## WORK ITEM
The listing must be reproduced in full, exactly as it stands.

## GIVEN RECORDS

·····

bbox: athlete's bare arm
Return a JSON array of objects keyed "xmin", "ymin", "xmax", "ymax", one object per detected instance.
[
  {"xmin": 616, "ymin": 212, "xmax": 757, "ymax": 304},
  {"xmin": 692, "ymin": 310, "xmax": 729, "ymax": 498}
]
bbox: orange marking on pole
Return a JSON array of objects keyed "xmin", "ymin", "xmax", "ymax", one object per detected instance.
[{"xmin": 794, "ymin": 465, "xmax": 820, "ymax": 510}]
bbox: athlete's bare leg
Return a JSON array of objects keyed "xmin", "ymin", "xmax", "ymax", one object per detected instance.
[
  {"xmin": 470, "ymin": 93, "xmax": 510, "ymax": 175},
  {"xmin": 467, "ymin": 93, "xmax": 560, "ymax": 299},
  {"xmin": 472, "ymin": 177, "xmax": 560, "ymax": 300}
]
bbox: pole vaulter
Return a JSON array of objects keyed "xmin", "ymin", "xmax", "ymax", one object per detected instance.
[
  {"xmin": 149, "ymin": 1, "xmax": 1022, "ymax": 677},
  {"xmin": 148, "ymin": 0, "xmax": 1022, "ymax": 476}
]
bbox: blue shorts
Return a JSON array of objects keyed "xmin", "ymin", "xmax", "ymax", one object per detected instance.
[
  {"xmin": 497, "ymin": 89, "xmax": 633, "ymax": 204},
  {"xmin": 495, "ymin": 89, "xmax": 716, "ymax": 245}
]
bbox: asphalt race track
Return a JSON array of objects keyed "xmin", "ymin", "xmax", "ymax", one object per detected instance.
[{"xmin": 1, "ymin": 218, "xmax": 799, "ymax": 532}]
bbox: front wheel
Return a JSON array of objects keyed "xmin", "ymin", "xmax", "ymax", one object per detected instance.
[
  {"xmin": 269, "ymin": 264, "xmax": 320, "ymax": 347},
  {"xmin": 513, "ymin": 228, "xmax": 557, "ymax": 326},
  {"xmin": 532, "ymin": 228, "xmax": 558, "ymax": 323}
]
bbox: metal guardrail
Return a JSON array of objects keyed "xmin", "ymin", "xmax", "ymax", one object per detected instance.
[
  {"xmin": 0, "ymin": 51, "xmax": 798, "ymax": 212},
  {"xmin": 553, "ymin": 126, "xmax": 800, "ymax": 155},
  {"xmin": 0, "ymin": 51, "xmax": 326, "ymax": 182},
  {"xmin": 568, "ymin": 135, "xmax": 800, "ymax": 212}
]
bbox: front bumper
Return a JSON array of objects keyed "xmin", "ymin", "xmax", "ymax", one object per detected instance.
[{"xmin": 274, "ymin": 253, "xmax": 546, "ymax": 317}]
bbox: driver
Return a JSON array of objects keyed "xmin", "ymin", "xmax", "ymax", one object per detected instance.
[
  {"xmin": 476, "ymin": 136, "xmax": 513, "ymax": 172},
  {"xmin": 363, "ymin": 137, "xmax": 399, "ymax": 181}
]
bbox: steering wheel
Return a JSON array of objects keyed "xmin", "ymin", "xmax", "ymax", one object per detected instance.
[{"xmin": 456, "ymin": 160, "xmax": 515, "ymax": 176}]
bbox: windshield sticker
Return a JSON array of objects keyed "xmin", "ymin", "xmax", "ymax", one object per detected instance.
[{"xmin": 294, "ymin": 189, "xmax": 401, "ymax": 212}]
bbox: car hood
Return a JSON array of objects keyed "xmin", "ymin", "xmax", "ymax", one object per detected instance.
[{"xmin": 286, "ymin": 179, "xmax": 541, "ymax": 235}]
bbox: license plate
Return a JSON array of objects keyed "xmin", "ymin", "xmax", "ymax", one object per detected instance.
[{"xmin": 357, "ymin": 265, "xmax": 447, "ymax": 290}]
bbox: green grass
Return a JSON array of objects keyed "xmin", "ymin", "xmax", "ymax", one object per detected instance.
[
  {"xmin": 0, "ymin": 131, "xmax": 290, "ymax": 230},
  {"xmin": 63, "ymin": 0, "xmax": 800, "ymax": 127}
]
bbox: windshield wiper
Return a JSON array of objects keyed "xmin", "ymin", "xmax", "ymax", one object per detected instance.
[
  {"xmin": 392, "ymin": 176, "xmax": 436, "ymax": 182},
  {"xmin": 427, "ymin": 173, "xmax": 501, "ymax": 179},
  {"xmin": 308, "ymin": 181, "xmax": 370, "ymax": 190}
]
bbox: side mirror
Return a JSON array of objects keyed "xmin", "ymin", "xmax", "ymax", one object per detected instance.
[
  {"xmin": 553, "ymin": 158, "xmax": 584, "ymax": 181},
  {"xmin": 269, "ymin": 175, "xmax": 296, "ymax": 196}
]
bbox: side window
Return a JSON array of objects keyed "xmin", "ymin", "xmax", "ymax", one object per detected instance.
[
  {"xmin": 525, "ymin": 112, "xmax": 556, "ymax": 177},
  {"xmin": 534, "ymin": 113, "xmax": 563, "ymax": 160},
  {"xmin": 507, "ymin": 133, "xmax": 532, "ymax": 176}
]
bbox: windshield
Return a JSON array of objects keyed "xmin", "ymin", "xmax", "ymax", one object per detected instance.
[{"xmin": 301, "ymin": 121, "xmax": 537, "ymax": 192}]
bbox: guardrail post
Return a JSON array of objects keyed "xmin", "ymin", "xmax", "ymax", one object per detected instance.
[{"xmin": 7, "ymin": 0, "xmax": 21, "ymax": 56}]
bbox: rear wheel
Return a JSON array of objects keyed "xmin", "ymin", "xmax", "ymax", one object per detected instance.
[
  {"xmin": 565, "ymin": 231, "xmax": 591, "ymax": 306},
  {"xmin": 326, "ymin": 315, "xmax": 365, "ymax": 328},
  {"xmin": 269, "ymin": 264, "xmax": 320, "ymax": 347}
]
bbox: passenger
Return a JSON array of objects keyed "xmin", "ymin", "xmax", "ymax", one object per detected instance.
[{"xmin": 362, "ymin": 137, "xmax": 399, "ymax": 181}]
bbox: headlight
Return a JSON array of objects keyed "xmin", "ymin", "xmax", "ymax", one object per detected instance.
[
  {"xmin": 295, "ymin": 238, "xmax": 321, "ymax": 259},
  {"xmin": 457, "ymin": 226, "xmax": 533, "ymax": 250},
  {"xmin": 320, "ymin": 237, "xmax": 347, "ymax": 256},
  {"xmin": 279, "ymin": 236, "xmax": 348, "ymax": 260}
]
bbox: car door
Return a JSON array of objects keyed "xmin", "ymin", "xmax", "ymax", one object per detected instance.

·····

## RESPONSE
bbox: athlete's bare arm
Return a JSON array of objects keyed "xmin", "ymin", "xmax", "ymax", one object per detected instance.
[
  {"xmin": 616, "ymin": 212, "xmax": 757, "ymax": 304},
  {"xmin": 692, "ymin": 310, "xmax": 729, "ymax": 498}
]
bbox: orange marking on pole
Return a JSON array of objects keyed "xmin", "ymin", "xmax", "ymax", one object per detected instance.
[{"xmin": 794, "ymin": 465, "xmax": 820, "ymax": 510}]
bbox: athlete's bare leg
Return a JSON array of objects keyed "xmin", "ymin", "xmax", "ymax", one object per detected instance.
[
  {"xmin": 470, "ymin": 93, "xmax": 510, "ymax": 175},
  {"xmin": 467, "ymin": 93, "xmax": 560, "ymax": 299},
  {"xmin": 472, "ymin": 177, "xmax": 560, "ymax": 300}
]
bbox: pole vaulter
Return a JSON array of objects keyed "xmin", "ymin", "xmax", "ymax", one object per detected instance.
[
  {"xmin": 149, "ymin": 1, "xmax": 1022, "ymax": 677},
  {"xmin": 148, "ymin": 0, "xmax": 1022, "ymax": 476}
]
bbox: blue shorts
Return a JSON array of objects keyed "xmin", "ymin", "xmax", "ymax", one object per detected instance.
[
  {"xmin": 497, "ymin": 89, "xmax": 633, "ymax": 204},
  {"xmin": 495, "ymin": 89, "xmax": 716, "ymax": 245}
]
bbox: asphalt race track
Return a JSON array of objects keyed "xmin", "ymin", "xmax", "ymax", one object per detected instance.
[{"xmin": 1, "ymin": 218, "xmax": 799, "ymax": 532}]
bbox: front wheel
Return a JSON array of objects keyed "xmin", "ymin", "xmax", "ymax", one object per detected instance.
[
  {"xmin": 269, "ymin": 264, "xmax": 320, "ymax": 347},
  {"xmin": 513, "ymin": 228, "xmax": 557, "ymax": 326},
  {"xmin": 532, "ymin": 228, "xmax": 558, "ymax": 323}
]
bbox: metal guardrail
Return a JSON array of objects keyed "xmin", "ymin", "xmax", "ymax", one object per detected instance.
[
  {"xmin": 0, "ymin": 51, "xmax": 798, "ymax": 212},
  {"xmin": 553, "ymin": 126, "xmax": 800, "ymax": 155},
  {"xmin": 0, "ymin": 51, "xmax": 326, "ymax": 182},
  {"xmin": 568, "ymin": 135, "xmax": 800, "ymax": 212}
]
bbox: front bumper
Return a JSON array of objects keyed "xmin", "ymin", "xmax", "ymax", one object per detected instance.
[{"xmin": 274, "ymin": 253, "xmax": 546, "ymax": 317}]
bbox: driver
Return a JSON array of objects keyed "xmin", "ymin", "xmax", "ymax", one object per detected instance.
[
  {"xmin": 476, "ymin": 136, "xmax": 513, "ymax": 172},
  {"xmin": 363, "ymin": 137, "xmax": 399, "ymax": 181}
]
bbox: steering wheel
Return a JSON array of objects keyed "xmin", "ymin", "xmax", "ymax", one object per detected instance.
[{"xmin": 456, "ymin": 160, "xmax": 515, "ymax": 176}]
bbox: windshield sticker
Return a JSON array of objects keyed "xmin", "ymin", "xmax", "ymax", one object per detected instance.
[{"xmin": 294, "ymin": 189, "xmax": 401, "ymax": 212}]
bbox: car hood
Return a JSON array of objects keyed "xmin", "ymin", "xmax", "ymax", one object per detected instance.
[{"xmin": 286, "ymin": 179, "xmax": 541, "ymax": 235}]
bbox: license plate
Return a JSON array of objects keyed "xmin", "ymin", "xmax", "ymax", one object per detected instance.
[{"xmin": 357, "ymin": 265, "xmax": 447, "ymax": 290}]
bbox: green grass
Return a JSON array of objects keyed "xmin", "ymin", "xmax", "ymax", one object per detected instance.
[
  {"xmin": 0, "ymin": 131, "xmax": 290, "ymax": 230},
  {"xmin": 63, "ymin": 0, "xmax": 800, "ymax": 127}
]
bbox: windshield wiper
Return a JSON array of objects keyed "xmin", "ymin", "xmax", "ymax", one object per detected instance.
[
  {"xmin": 392, "ymin": 176, "xmax": 436, "ymax": 182},
  {"xmin": 427, "ymin": 173, "xmax": 501, "ymax": 179},
  {"xmin": 308, "ymin": 181, "xmax": 370, "ymax": 190}
]
bbox: side mirror
Return a JSON array of objects keyed "xmin", "ymin", "xmax", "ymax", one object per detected instance.
[
  {"xmin": 553, "ymin": 158, "xmax": 584, "ymax": 181},
  {"xmin": 269, "ymin": 175, "xmax": 296, "ymax": 196}
]
bbox: side window
Return a JSON array of objects keyed "xmin", "ymin", "xmax", "ymax", one object per detected instance.
[
  {"xmin": 525, "ymin": 112, "xmax": 556, "ymax": 177},
  {"xmin": 534, "ymin": 113, "xmax": 563, "ymax": 160},
  {"xmin": 507, "ymin": 133, "xmax": 532, "ymax": 176}
]
bbox: windshield
Return a JSON array of objects keyed "xmin", "ymin", "xmax", "ymax", one object per detected instance.
[{"xmin": 301, "ymin": 121, "xmax": 537, "ymax": 192}]
bbox: guardrail post
Return a JSON array of objects keyed "xmin", "ymin", "xmax", "ymax", one object per detected instance.
[{"xmin": 7, "ymin": 0, "xmax": 21, "ymax": 56}]
bbox: rear wheel
Return a JSON array of objects keyed "xmin", "ymin", "xmax", "ymax", one object per detected instance.
[
  {"xmin": 565, "ymin": 231, "xmax": 591, "ymax": 306},
  {"xmin": 326, "ymin": 315, "xmax": 365, "ymax": 328},
  {"xmin": 269, "ymin": 264, "xmax": 320, "ymax": 347}
]
bbox: passenger
Return a JSON array of objects keyed "xmin", "ymin", "xmax", "ymax", one object per detected instance.
[{"xmin": 362, "ymin": 137, "xmax": 399, "ymax": 181}]
bbox: headlight
Return a JSON array of objects keyed "xmin", "ymin", "xmax", "ymax", one object per detected instance.
[
  {"xmin": 295, "ymin": 238, "xmax": 321, "ymax": 259},
  {"xmin": 457, "ymin": 226, "xmax": 533, "ymax": 250},
  {"xmin": 320, "ymin": 237, "xmax": 347, "ymax": 256},
  {"xmin": 279, "ymin": 236, "xmax": 348, "ymax": 260}
]
bbox: car door
Return a JSON array of objects keyed "xmin", "ymin", "xmax", "ymax", one object per detected instance.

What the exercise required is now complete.